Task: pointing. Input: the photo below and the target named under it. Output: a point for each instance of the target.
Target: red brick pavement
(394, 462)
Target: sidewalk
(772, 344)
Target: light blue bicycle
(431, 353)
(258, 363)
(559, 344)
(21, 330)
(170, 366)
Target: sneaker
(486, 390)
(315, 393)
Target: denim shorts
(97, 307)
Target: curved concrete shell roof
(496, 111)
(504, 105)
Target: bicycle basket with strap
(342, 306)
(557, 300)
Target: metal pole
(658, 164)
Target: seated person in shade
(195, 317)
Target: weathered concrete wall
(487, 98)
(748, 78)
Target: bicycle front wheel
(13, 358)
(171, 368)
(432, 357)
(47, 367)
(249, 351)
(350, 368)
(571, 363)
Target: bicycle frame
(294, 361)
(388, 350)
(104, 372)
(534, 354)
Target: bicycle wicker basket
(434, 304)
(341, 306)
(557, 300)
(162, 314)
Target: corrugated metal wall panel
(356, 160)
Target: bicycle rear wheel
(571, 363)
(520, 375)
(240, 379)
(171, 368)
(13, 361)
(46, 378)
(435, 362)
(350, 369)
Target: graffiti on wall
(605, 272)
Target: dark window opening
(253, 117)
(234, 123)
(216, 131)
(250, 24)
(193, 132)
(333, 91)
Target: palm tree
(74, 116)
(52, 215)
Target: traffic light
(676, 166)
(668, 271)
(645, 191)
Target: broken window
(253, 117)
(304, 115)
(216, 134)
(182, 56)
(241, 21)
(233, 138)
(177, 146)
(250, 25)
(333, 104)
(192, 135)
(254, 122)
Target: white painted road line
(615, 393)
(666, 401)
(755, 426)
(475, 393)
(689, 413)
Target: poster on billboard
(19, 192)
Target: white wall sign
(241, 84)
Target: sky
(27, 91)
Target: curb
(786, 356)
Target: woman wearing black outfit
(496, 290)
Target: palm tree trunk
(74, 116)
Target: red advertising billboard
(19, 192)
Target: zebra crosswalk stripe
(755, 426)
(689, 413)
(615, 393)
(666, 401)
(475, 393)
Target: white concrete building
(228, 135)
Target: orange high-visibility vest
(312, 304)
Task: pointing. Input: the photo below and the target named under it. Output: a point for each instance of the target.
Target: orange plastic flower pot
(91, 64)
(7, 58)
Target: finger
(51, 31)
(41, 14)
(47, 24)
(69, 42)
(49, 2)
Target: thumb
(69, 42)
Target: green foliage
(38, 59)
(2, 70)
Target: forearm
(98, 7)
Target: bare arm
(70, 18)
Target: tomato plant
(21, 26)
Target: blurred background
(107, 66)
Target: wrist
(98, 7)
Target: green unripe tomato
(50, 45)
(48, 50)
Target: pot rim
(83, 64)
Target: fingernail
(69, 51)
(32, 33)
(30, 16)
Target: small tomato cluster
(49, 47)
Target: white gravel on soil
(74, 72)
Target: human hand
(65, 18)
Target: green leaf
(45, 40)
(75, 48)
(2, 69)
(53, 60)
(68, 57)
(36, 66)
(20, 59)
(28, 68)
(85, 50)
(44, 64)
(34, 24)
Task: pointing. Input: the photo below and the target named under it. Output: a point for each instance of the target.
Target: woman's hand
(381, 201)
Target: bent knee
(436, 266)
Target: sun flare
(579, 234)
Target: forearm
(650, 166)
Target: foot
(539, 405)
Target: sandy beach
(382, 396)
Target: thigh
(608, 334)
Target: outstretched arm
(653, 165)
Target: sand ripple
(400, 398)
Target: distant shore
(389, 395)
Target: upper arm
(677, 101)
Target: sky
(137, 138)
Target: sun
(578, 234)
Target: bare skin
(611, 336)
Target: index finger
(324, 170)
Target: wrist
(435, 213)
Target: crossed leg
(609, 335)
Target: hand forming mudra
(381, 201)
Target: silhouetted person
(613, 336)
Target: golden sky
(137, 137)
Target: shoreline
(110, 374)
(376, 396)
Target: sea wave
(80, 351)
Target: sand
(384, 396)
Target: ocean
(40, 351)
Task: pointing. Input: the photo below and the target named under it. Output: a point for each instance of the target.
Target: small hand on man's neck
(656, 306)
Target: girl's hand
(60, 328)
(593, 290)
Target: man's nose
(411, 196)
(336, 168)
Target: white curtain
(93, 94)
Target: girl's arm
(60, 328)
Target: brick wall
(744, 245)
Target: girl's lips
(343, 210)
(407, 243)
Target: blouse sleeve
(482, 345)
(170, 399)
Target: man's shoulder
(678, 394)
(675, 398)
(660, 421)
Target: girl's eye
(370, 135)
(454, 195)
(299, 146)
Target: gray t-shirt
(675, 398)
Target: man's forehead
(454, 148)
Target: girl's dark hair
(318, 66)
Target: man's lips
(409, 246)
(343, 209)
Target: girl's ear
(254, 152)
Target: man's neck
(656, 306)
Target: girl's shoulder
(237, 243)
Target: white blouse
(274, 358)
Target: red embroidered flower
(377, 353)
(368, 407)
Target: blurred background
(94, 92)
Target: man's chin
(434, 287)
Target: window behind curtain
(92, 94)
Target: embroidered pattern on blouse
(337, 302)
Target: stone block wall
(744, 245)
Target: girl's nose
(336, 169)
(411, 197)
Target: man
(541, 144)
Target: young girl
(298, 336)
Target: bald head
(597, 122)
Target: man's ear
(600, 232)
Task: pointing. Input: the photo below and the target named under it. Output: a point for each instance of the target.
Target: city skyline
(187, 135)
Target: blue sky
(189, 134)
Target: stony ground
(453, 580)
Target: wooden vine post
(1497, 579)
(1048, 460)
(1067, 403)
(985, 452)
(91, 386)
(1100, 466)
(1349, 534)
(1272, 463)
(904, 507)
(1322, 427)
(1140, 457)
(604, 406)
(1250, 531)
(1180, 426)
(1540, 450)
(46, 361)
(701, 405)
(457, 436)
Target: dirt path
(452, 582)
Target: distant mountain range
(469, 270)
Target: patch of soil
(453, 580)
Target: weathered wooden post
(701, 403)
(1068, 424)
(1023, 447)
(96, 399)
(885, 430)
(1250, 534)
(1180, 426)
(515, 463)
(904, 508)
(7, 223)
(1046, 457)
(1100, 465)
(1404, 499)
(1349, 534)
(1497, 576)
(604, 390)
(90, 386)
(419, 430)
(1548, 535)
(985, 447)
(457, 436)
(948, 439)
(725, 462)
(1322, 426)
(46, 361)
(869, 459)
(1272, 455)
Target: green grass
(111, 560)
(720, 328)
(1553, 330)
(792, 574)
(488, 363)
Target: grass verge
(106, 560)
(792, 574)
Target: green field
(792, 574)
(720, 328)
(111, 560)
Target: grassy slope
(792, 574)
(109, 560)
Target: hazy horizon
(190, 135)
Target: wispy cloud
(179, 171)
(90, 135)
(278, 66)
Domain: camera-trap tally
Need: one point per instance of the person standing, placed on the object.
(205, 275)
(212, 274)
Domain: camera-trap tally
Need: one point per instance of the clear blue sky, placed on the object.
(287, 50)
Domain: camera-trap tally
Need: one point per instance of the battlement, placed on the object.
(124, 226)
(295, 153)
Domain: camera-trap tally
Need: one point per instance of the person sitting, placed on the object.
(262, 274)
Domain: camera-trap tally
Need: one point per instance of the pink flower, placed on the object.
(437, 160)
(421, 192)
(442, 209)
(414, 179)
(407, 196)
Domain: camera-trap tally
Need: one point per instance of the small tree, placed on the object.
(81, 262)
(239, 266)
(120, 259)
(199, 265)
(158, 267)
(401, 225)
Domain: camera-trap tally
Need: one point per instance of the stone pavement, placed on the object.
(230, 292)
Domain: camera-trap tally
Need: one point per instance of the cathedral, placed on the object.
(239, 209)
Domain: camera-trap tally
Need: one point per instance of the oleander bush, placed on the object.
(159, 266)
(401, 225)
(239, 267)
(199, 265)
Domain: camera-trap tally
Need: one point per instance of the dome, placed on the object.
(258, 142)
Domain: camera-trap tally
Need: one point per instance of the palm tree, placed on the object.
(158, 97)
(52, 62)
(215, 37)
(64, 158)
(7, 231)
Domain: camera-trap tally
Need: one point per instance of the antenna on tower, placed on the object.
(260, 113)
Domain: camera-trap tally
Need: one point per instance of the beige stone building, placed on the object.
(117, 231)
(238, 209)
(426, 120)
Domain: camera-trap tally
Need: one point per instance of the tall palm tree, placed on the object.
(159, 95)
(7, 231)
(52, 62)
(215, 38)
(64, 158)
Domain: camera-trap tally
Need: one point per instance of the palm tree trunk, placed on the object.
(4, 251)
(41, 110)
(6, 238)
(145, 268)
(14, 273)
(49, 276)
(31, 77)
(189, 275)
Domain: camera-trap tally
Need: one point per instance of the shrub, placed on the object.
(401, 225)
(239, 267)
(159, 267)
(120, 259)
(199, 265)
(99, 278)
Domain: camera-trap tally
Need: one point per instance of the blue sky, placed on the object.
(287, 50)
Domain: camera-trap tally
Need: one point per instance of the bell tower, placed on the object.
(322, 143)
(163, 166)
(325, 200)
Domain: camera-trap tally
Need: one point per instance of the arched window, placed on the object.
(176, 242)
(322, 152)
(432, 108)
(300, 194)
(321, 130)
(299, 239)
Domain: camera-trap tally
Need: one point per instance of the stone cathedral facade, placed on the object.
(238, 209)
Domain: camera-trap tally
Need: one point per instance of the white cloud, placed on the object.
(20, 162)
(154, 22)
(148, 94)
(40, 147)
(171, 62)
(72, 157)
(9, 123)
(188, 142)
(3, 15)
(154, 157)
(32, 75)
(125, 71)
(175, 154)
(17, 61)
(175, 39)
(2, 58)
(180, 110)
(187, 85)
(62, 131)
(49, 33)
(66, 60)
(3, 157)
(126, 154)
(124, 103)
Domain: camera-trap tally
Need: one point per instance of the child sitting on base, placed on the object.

• WORK INSTRUCTIONS
How many lines in the records contain the word "shoulder"? Reply with the number only.

• OUTPUT FOR THIS TASK
2